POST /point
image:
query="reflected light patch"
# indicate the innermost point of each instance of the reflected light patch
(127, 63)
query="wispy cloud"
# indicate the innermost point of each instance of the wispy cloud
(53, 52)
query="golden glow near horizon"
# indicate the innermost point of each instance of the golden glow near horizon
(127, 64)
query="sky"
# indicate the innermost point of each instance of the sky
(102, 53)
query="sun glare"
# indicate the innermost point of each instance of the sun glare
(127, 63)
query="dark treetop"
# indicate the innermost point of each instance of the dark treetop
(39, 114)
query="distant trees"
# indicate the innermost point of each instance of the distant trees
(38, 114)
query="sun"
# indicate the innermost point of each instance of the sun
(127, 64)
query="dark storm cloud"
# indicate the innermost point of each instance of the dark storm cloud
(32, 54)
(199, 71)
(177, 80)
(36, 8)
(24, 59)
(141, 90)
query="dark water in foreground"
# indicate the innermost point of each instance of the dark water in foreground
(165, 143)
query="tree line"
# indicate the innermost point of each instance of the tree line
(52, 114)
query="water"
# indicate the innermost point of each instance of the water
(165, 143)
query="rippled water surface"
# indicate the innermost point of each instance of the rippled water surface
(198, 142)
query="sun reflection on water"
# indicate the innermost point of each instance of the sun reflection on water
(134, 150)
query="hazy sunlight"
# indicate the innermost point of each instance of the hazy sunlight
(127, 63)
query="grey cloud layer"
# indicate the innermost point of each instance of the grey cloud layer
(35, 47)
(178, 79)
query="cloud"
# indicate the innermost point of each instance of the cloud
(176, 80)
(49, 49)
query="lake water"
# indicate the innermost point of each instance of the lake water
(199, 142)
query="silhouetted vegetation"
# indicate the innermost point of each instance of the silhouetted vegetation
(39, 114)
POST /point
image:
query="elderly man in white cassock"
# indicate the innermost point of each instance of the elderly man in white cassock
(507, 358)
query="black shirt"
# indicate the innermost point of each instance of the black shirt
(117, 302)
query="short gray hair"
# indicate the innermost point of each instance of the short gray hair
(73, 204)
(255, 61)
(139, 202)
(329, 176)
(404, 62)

◆ ◆ ◆ ◆ ◆

## REQUEST
Every entry should be output exactly as written, please.

## EXERCISE ANSWER
POST /point
image:
query="reflected light patch"
# indicate the innermost point of each instance of the reflected light patch
(127, 63)
query="wispy cloud"
# indicate the innermost point of each instance of the wispy cloud
(53, 52)
query="golden glow near horizon"
# indicate the innermost point of each instance of the golden glow near horizon
(127, 64)
query="sky"
# indicate the innermost point of each instance of the sky
(102, 53)
query="sun glare"
# indicate the innermost point of each instance of the sun glare
(127, 63)
query="dark treetop"
# indicate the innermost point of each instance of the dark treetop
(39, 114)
query="distant trees"
# indicate the innermost point of each instance of the distant trees
(38, 114)
query="sun"
# indicate the innermost point of each instance of the sun
(127, 64)
query="dark storm cloud"
# indicate the innermost point of each instance of the dark storm cloud
(32, 54)
(199, 71)
(177, 80)
(36, 8)
(24, 59)
(141, 90)
query="dark water in foreground"
# indicate the innermost point of each instance of the dark water in foreground
(165, 143)
query="tree line"
# indicate the innermost point of each instance of the tree line
(52, 114)
query="water"
# indicate the innermost point of each instance of the water
(165, 143)
query="rippled water surface"
# indicate the innermost point of each instance of the rippled water surface
(198, 142)
query="sun reflection on water"
# indicate the innermost point of each instance of the sun reflection on water
(134, 150)
query="hazy sunlight"
# indicate the innermost point of each instance of the hazy sunlight
(127, 63)
query="grey cloud layer"
# indicate the innermost point of each instance of the grey cloud layer
(35, 47)
(178, 79)
query="cloud"
# indicate the innermost point of each instance of the cloud
(176, 80)
(49, 49)
query="lake water"
# indicate the innermost point of each instance of the lake water
(199, 142)
query="silhouetted vegetation"
# indicate the innermost point of each instance of the silhouetted vegetation
(39, 114)
POST /point
image:
query="elderly man in white cassock"
# indicate the innermost point of each instance of the elderly man in white cassock
(507, 358)
query="black shirt"
# indicate the innermost point of each instance of the black shirt
(117, 302)
query="short gray hair"
# indicate the innermost point of each instance of the short gray hair
(73, 204)
(255, 61)
(139, 202)
(329, 176)
(404, 62)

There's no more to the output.